** Texte de la page **
********
Les tourbières en eaux troubles

Les tourbières des Hautes-Fagnes, au sommet de la Belgique, sont des zones à protéger absolument © Simo Sipola/YLE

Pollution, réchauffement climatique, incendies, dégradations : les ennemis de ces alliées précieuses de la planète sont nombreux. Rendez-vous ce samedi soir sur Arte pour découvrir «Le Mystère des tourbières».

Connaissez-vous le Yeun Elez, en Bretagne ? Au cœur des monts d’Arrée, c’est une vaste tourbière vieille de 5.000 ans. La légende raconte que jadis, une boue mouvante en occupait le centre. Un marais gigantesque à la réputation terrifiante. Le prêtre de la paroisse de l’Arrée y emmenait les revenants transformés en chiens noirs. Après leur avoir passé son étole autour du cou, le prélat les poussait dans les eaux putrides. Le Yeun Elez était la porte de l’enfer !
********
** Données affichées **
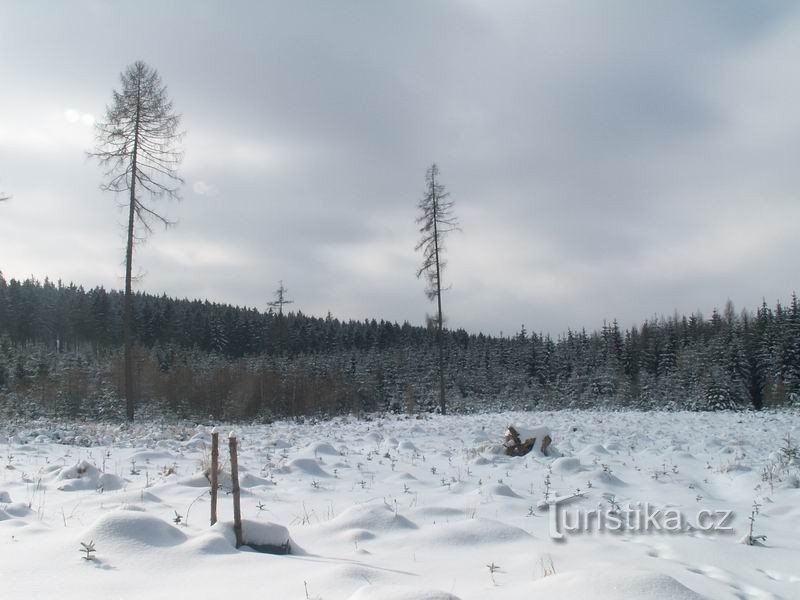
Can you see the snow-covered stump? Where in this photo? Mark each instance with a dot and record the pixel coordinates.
(520, 441)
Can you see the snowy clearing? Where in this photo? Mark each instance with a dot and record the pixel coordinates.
(400, 508)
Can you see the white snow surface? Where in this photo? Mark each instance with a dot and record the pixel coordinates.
(398, 508)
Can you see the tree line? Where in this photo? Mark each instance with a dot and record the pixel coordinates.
(62, 353)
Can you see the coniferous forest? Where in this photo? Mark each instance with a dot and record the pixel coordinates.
(61, 355)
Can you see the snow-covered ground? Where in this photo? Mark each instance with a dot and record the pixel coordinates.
(399, 508)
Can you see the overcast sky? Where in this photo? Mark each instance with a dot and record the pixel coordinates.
(607, 159)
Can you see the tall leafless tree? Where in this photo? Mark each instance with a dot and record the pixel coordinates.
(279, 302)
(436, 220)
(138, 146)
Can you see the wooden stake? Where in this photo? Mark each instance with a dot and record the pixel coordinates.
(214, 474)
(237, 512)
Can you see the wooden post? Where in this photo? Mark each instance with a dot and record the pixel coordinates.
(237, 512)
(214, 474)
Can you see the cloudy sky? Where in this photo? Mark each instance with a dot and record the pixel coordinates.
(608, 159)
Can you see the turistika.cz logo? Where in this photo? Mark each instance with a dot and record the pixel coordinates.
(635, 518)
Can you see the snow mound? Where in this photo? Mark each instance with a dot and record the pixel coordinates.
(399, 592)
(371, 518)
(250, 481)
(85, 476)
(318, 448)
(261, 536)
(611, 585)
(595, 450)
(438, 512)
(567, 466)
(131, 525)
(407, 446)
(17, 509)
(472, 532)
(356, 535)
(499, 489)
(307, 466)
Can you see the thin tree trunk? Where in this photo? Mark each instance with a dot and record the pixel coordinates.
(237, 511)
(214, 475)
(127, 327)
(439, 341)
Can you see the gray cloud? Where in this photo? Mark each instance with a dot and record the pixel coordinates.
(608, 159)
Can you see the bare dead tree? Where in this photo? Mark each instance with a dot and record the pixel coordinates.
(137, 145)
(279, 302)
(436, 220)
(280, 299)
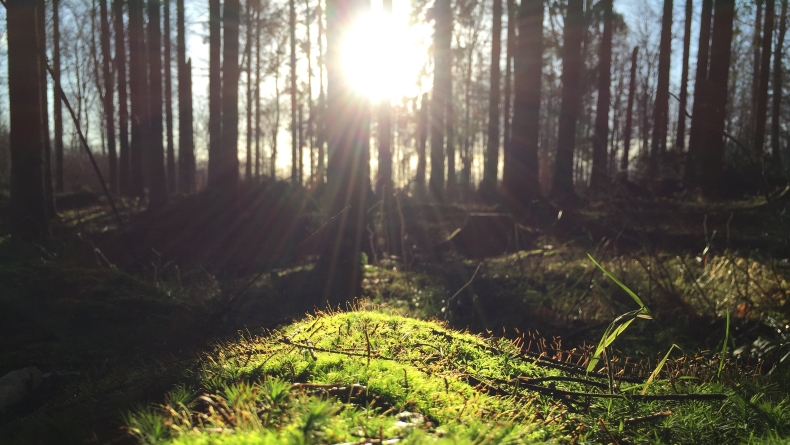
********
** Questions **
- a) Indiquez, s'il vous plaît, l'âge de la tourbière du Yeun Elez selon le texte de la page.
- b) D'après le texte de la page, expliquez pourquoi, selon la légende, le Yeun Elez était la porte de l'enfer.
Les données ne servent pas ici.

** Corrigés **
- a) Elle est vieille de 5.000 ans.

- b) Selon la légende, le prêtre de la paroisse de l'Arrée y emmenait les revenants transformés en chiens noirs. Après leur avoir passé son étole autour du cou, il les poussait dans les eaux putrides.